What to work on
The records that follow are to be repeated without alteration.

Data supplied
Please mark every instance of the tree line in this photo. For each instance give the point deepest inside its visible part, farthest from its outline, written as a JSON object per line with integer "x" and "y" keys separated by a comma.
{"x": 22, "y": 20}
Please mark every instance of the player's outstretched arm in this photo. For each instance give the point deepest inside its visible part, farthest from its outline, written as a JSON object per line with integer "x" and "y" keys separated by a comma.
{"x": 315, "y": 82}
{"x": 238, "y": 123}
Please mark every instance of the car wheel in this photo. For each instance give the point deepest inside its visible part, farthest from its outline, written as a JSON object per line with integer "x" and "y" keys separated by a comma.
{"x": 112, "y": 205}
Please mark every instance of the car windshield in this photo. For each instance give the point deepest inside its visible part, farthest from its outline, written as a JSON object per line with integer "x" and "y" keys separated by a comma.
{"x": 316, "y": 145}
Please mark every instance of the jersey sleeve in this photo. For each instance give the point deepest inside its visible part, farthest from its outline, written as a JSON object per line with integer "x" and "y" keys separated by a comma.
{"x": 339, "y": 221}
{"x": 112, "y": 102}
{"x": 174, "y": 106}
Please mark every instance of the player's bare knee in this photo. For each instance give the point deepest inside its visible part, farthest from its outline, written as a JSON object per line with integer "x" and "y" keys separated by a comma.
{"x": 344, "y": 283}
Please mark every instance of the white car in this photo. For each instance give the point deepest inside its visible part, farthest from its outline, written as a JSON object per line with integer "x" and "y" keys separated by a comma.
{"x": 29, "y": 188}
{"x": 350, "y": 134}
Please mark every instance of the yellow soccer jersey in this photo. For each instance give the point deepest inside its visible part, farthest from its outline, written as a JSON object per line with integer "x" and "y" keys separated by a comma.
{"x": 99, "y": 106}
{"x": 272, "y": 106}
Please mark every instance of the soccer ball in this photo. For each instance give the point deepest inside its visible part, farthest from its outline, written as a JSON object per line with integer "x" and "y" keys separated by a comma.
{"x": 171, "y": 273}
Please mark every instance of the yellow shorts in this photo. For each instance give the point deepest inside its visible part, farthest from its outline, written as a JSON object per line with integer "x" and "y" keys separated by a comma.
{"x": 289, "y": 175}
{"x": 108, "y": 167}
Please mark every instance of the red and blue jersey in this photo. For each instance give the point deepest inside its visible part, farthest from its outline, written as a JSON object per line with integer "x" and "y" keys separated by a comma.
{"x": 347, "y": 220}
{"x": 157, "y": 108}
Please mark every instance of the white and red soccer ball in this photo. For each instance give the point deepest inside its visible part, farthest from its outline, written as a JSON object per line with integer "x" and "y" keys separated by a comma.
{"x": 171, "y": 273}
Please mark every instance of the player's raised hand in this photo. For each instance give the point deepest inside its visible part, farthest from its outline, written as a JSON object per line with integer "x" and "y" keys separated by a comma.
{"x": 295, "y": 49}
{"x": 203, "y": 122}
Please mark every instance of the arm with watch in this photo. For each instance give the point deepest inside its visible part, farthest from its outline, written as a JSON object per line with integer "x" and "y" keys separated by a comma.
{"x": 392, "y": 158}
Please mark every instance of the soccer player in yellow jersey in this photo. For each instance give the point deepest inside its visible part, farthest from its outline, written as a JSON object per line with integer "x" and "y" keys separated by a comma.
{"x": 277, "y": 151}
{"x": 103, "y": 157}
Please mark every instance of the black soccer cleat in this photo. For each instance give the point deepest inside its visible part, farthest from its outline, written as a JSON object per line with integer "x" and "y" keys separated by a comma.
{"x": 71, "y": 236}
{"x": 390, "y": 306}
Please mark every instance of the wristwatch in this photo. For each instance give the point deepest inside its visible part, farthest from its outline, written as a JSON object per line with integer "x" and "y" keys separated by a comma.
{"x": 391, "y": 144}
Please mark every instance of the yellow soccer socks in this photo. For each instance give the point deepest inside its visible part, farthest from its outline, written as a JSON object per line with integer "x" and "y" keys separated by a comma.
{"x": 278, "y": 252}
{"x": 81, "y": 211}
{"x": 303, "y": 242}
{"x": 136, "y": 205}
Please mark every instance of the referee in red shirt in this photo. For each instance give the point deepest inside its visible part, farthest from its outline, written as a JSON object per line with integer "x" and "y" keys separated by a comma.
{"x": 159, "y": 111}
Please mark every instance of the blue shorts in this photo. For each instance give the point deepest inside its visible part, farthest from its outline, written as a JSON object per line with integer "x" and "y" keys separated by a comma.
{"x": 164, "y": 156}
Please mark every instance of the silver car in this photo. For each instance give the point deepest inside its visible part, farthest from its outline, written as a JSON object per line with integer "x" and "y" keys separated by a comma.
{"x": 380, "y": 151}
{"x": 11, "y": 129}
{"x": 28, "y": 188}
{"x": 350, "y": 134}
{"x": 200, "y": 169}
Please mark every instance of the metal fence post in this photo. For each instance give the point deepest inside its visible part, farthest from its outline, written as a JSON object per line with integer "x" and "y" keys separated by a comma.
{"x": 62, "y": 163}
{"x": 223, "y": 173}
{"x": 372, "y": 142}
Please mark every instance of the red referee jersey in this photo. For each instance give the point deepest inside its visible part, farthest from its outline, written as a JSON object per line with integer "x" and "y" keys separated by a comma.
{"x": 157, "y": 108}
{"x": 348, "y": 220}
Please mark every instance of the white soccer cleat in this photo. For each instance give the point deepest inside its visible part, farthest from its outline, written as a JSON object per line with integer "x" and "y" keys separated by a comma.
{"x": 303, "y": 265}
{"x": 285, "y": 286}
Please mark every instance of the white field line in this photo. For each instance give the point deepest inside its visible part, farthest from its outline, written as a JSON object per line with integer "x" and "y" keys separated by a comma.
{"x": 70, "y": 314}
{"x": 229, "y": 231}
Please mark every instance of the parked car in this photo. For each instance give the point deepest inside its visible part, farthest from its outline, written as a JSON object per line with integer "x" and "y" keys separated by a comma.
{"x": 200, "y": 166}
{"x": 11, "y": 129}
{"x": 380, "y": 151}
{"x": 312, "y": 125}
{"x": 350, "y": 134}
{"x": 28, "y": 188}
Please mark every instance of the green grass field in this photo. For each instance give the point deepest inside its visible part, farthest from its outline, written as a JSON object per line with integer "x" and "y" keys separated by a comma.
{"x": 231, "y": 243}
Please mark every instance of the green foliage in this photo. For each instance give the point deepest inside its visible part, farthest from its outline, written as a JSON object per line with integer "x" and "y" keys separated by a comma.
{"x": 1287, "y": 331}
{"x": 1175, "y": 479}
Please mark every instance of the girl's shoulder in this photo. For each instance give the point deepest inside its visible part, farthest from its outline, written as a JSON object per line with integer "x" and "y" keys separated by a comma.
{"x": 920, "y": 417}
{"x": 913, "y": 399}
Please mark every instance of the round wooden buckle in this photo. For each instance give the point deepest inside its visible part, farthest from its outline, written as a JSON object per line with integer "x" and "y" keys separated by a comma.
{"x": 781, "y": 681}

The solution
Please mark every instance of the tree line in this photo. For each instance give the point deepest inside its visible part, farthest from its outline, written as a JSON object per line with integer "x" and "y" keys separated by a comma.
{"x": 22, "y": 20}
Please mark every instance of the player's outstretched arm in this photo. For each instance give the point deepest inside its visible part, farthest from its outline, written as a JSON object per line with integer "x" and "y" keys separated by a comma.
{"x": 315, "y": 82}
{"x": 238, "y": 123}
Please mark every instance of the car wheel in this photo. For each instance give the point deepest inside its visible part, farthest from its outline, written as a JSON object per line with integer "x" and "y" keys separated by a comma.
{"x": 112, "y": 205}
Please mark every instance of the car windshield in this photo. For each instance give the point deepest inside its visible part, farthest from its outline, written as a JSON object per line with integer "x" and "y" keys separated by a comma.
{"x": 316, "y": 145}
Please mark every instance of the jersey sleeve in this photo. For each instance give the point deepest inside its visible part, farthest from its outline, written as a JSON object per line with integer "x" and "y" keys separated by a comma.
{"x": 339, "y": 221}
{"x": 112, "y": 102}
{"x": 174, "y": 106}
Please mark every instance of the player's bare knee in this photo. For each instance give the point deepest inside its visible part, farthest from its outline, written as a JSON object per line with integer "x" and "y" keys separated by a comma.
{"x": 344, "y": 283}
Please mark every instance of the white car in this photo. For each instance give the point deepest inside its visible part, farthest from its outline, written as a JSON object per line with integer "x" and "y" keys separated by a comma.
{"x": 29, "y": 188}
{"x": 350, "y": 134}
Please mark every instance of the yellow soccer jersey in this photo. For each instance give the point deepest inside its visible part, farthest from its outline, written as a JSON object per line with integer "x" and "y" keys separated by a comma.
{"x": 99, "y": 106}
{"x": 272, "y": 106}
Please mark every instance of the soccer ball in this photo. For each instance give the point deepest inside its visible part, farthest from its outline, written as a JSON object per line with integer "x" and "y" keys separated by a comma.
{"x": 171, "y": 273}
Please mark every instance of the yellow shorts in this photo. For each instance give the point deepest inside its visible part, farthest from its outline, written as a JSON object per line with integer "x" and "y" keys separated by a comma.
{"x": 289, "y": 175}
{"x": 108, "y": 167}
Please mark every instance of the red and blue jersey in this photo. For each instance give the point deepest inside its visible part, farthest from its outline, written as a JSON object per line with integer "x" and "y" keys separated by a comma.
{"x": 347, "y": 220}
{"x": 157, "y": 108}
Please mark every instance of the white and red soccer ball in this photo. For each instance give the point deepest inside its visible part, farthest from its outline, written as a JSON object per line with integer "x" and "y" keys separated by a comma.
{"x": 171, "y": 273}
Please mark every instance of the player's raised hand in this photo. For each instance give the point deepest inside its visible part, farthest from its outline, written as a JSON object per line with integer "x" and "y" keys separated by a comma.
{"x": 295, "y": 49}
{"x": 203, "y": 122}
Please mark every instance of the arm with watch in this photo. For each instance give the point deepest inside its visible part, farthest from its outline, written as a JSON object per line with integer "x" and "y" keys separated by a comma.
{"x": 392, "y": 158}
Please mark every instance of the soccer player in yellow jersey in this photo. For each instance give the point deepest inside its visible part, farthest from its outline, written as a JSON object per line with integer "x" and "y" keys separated by a comma.
{"x": 277, "y": 151}
{"x": 103, "y": 157}
Please mark every instance of the black soccer cleat in this photo. For each instance give the point deepest inside its visible part, farthest from its outline, written as a JSON object per line with integer "x" and "y" keys separated by a comma.
{"x": 71, "y": 236}
{"x": 390, "y": 306}
Please mark every instance of the wristwatch in this photo. For each instance give the point deepest inside its visible part, farthest from its outline, written as a JSON object per line with integer "x" and "y" keys separated by a comma.
{"x": 391, "y": 144}
Please mark every instance of the yellow soccer socks in this photo. For each instance give the point deepest inside its visible part, farthest from its outline, written as a JSON object per line with integer "x" and "y" keys separated by a comma.
{"x": 278, "y": 252}
{"x": 81, "y": 211}
{"x": 303, "y": 242}
{"x": 136, "y": 205}
Please mark every instance of the referee in red shirt in this photo. For each instance give the point deepest inside its visible part, farthest from its outline, written as a JSON object per line with integer "x" and "y" keys separated by a comma.
{"x": 159, "y": 111}
Please mark every instance of the blue shorts in this photo. For each instance give the point deepest inside its visible part, farthest from its outline, written as a JSON object per line with integer "x" and "y" keys separated by a comma.
{"x": 164, "y": 156}
Please mark every instance of the silver car in this photo. For each instance give the point deepest inside its visible part, farthest from its outline, written as a JSON object per line with integer "x" and "y" keys separated by a comma.
{"x": 380, "y": 151}
{"x": 11, "y": 129}
{"x": 28, "y": 188}
{"x": 350, "y": 134}
{"x": 200, "y": 169}
Please mark every instance of the metal fence post in this photo. For each instance give the point deepest inside its visible part, farthest from its outline, written as a JSON object per line with integer "x" and "y" keys separated by a comma.
{"x": 62, "y": 163}
{"x": 223, "y": 173}
{"x": 372, "y": 142}
Please mark every instance of the red referee jersey in this photo. For each instance give the point deepest inside its visible part, farthest from its outline, written as a JSON object per line with integer "x" and "y" keys separated by a comma.
{"x": 157, "y": 108}
{"x": 348, "y": 220}
Please mark every instance of the white soccer cleat in this photo. For each instance give the point deepest inside its visible part, farthest from its outline, written as a JSON object per line with integer "x" and "y" keys separated by a comma.
{"x": 303, "y": 265}
{"x": 285, "y": 286}
Please mark every instance of the white field line in this photo. For each instance give the point deepest inside its visible part, farthest from its outline, written as a JSON object per line with integer "x" and "y" keys separated by a comma.
{"x": 70, "y": 314}
{"x": 229, "y": 231}
Please mark every instance of the parked car in this photo. For each instance give the point deepest inside its visible part, farthest from its outline, written as a JSON object per line with integer "x" and "y" keys separated by a comma.
{"x": 200, "y": 166}
{"x": 11, "y": 129}
{"x": 380, "y": 151}
{"x": 312, "y": 125}
{"x": 350, "y": 134}
{"x": 28, "y": 188}
Please mark every instance of the green grass field in this photo. For each instance give the point deepest inside its visible part, farthest from its outline, written as a JSON object per line with integer "x" and "y" keys separated by a comma.
{"x": 231, "y": 243}
Please mark every instance of the green foliage in this photo. For each instance give the point deepest inside its visible part, farthest from its outline, written as a JSON object per line with integer "x" and "y" keys separated by a comma.
{"x": 1287, "y": 331}
{"x": 1175, "y": 479}
Please mark every instance of the girl's shoulder in this photo. For each instance give the point deepest inside its visible part, farthest from its outline, written as a JSON object per line with integer "x" and "y" keys separated by a comma.
{"x": 920, "y": 417}
{"x": 913, "y": 399}
Please mark every instance of the round wooden buckle in this photo. For each instance give the point deepest inside its visible part, farthest from its outline, written as a JSON object per line with integer "x" and "y" keys separated by a comma.
{"x": 781, "y": 681}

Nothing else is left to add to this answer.